Task:
Check each line of the listing, and copy it if it contains the word "cirrus".
<<<<
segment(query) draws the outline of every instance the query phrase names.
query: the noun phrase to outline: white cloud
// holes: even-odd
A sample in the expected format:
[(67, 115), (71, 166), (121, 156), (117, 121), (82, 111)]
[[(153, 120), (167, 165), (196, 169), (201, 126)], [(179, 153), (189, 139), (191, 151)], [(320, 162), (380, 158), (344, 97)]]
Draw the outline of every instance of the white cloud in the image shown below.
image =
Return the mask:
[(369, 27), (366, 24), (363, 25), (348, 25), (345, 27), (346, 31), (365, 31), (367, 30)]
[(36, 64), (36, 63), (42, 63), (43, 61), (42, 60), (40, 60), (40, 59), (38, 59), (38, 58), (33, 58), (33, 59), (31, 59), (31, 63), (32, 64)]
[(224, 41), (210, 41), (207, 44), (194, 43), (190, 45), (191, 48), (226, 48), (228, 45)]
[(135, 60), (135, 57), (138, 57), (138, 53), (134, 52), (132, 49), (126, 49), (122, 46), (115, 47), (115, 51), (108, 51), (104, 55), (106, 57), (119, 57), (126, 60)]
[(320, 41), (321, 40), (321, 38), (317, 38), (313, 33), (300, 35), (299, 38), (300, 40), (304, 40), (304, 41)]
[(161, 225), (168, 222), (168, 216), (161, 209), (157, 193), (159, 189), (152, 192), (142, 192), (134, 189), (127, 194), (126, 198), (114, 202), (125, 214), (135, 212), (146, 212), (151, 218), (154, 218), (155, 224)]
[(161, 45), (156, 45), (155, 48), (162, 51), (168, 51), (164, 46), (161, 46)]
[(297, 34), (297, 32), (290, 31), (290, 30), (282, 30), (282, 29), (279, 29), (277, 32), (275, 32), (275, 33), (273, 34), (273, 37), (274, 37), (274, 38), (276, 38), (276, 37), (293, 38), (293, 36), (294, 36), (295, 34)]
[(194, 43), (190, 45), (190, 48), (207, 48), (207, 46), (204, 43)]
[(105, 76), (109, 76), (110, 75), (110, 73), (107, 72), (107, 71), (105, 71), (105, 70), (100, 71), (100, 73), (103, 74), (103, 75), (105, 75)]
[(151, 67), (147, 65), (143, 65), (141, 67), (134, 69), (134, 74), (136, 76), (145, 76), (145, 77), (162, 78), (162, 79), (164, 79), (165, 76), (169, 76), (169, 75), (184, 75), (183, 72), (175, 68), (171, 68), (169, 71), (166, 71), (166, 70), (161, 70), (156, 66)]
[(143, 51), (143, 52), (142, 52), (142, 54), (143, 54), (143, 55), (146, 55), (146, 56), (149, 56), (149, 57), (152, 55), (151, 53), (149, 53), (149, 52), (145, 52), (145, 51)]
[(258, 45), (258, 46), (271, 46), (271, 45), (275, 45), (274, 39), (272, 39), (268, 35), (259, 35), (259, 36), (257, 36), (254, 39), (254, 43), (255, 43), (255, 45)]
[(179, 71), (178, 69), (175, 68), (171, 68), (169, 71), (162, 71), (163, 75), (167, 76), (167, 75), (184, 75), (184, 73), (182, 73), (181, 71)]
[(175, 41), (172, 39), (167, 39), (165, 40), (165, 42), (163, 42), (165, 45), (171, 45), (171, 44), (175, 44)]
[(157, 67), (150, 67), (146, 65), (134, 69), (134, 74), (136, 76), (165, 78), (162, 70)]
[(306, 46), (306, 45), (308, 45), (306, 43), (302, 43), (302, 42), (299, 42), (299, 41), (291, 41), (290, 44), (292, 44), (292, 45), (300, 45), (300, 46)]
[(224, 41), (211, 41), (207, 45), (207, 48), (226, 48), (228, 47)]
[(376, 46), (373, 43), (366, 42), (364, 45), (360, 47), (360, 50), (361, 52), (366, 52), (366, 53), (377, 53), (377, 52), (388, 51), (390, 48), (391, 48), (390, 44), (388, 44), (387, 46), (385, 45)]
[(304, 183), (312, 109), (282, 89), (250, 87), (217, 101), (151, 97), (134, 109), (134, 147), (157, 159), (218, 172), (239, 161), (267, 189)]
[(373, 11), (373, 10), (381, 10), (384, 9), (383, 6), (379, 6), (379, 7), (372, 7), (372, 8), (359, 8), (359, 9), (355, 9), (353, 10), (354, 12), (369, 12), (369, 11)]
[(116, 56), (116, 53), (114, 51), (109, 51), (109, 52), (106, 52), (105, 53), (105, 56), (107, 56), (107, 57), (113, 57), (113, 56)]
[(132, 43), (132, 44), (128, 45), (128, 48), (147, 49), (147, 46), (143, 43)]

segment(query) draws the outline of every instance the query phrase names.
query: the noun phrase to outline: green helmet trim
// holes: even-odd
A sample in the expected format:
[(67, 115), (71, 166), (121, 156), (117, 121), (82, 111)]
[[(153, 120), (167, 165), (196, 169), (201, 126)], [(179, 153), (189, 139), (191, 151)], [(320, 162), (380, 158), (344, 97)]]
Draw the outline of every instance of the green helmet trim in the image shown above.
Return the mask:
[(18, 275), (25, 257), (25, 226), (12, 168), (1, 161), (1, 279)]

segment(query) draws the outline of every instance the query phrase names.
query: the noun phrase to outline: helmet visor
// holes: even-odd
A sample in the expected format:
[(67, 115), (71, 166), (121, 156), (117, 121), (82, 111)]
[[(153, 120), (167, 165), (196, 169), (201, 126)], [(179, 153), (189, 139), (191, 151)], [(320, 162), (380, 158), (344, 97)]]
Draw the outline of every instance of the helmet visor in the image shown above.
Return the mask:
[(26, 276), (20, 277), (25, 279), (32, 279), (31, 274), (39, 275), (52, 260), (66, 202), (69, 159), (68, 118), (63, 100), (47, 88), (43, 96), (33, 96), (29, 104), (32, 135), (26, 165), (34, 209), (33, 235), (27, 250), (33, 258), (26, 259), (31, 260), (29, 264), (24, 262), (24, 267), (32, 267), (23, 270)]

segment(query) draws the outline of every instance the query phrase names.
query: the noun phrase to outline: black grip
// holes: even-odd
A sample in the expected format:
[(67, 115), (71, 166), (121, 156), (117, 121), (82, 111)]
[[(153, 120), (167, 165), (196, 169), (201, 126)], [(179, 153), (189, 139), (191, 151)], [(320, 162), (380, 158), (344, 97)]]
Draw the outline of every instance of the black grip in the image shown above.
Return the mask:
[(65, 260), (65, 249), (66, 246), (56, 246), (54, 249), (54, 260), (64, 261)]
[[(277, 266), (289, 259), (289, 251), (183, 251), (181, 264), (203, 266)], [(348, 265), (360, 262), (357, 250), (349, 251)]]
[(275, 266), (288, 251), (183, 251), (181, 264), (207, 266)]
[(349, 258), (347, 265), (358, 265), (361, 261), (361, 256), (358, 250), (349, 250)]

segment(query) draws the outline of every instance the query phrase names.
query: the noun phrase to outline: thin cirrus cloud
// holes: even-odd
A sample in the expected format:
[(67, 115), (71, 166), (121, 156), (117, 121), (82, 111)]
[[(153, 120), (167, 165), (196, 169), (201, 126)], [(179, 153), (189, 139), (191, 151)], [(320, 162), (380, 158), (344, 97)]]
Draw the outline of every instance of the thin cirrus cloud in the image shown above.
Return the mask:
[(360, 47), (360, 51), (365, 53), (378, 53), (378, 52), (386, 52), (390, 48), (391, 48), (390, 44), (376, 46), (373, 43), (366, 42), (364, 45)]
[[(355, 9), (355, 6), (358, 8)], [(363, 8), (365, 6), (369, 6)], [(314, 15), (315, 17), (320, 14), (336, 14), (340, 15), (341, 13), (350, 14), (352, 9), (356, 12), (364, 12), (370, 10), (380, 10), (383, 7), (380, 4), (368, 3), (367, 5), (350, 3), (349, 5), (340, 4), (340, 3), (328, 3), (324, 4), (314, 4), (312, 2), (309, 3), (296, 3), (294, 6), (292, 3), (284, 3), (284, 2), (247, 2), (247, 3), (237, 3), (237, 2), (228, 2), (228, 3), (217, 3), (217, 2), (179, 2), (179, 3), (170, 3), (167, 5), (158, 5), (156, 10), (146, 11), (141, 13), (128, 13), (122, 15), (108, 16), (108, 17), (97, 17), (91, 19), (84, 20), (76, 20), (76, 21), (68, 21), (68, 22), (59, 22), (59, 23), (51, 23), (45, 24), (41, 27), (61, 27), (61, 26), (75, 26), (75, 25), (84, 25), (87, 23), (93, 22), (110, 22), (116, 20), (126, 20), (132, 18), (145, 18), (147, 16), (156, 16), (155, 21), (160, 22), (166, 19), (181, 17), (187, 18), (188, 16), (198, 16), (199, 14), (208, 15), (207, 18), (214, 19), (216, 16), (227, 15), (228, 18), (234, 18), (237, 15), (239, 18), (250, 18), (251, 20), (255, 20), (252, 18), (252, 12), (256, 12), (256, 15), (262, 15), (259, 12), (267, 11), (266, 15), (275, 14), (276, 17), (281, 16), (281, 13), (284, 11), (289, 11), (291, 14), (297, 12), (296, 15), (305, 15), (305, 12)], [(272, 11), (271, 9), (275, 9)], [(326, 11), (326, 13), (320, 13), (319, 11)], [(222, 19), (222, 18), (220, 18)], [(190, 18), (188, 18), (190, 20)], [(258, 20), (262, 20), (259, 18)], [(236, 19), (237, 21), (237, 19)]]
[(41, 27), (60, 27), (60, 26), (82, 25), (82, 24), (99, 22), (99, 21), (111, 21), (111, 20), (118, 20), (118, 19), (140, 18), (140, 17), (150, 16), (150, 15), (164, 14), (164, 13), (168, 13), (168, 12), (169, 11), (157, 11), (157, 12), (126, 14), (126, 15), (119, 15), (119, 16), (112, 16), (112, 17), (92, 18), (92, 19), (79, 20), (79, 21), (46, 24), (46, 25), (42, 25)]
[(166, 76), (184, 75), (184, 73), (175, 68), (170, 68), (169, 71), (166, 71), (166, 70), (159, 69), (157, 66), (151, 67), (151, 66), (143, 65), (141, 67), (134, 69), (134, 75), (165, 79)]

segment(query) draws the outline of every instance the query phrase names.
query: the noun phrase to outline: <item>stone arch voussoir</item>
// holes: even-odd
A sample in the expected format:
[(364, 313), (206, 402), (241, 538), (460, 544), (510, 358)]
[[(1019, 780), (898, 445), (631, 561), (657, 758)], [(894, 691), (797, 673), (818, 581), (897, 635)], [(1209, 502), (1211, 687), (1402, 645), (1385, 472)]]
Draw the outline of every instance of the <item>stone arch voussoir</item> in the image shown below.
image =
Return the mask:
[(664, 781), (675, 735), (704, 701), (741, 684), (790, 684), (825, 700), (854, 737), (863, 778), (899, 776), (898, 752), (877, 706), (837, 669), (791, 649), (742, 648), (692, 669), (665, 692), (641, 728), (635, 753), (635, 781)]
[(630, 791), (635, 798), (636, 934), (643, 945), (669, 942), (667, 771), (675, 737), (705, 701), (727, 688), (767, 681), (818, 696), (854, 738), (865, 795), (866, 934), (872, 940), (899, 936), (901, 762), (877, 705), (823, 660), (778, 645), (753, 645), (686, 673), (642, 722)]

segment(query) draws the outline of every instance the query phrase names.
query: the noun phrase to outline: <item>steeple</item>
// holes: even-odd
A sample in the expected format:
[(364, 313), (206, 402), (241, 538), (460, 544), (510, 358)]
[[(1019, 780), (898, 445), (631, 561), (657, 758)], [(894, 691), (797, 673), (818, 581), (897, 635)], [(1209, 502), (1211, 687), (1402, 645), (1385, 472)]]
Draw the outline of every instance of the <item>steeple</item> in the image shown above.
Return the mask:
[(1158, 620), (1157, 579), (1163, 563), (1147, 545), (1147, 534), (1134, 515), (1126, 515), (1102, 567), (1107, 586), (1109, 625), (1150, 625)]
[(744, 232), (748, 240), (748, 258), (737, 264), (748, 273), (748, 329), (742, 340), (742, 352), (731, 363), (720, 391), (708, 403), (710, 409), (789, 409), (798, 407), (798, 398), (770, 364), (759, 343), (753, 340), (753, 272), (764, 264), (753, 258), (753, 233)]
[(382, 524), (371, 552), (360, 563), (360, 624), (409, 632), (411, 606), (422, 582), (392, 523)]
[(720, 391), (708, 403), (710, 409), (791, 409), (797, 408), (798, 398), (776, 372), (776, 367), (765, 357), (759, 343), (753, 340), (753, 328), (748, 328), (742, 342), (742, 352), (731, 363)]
>>>>
Written reply:
query: the noun phrase to outline: thin cirrus cloud
Draw the outline of every instance of the thin cirrus cloud in the image shown above.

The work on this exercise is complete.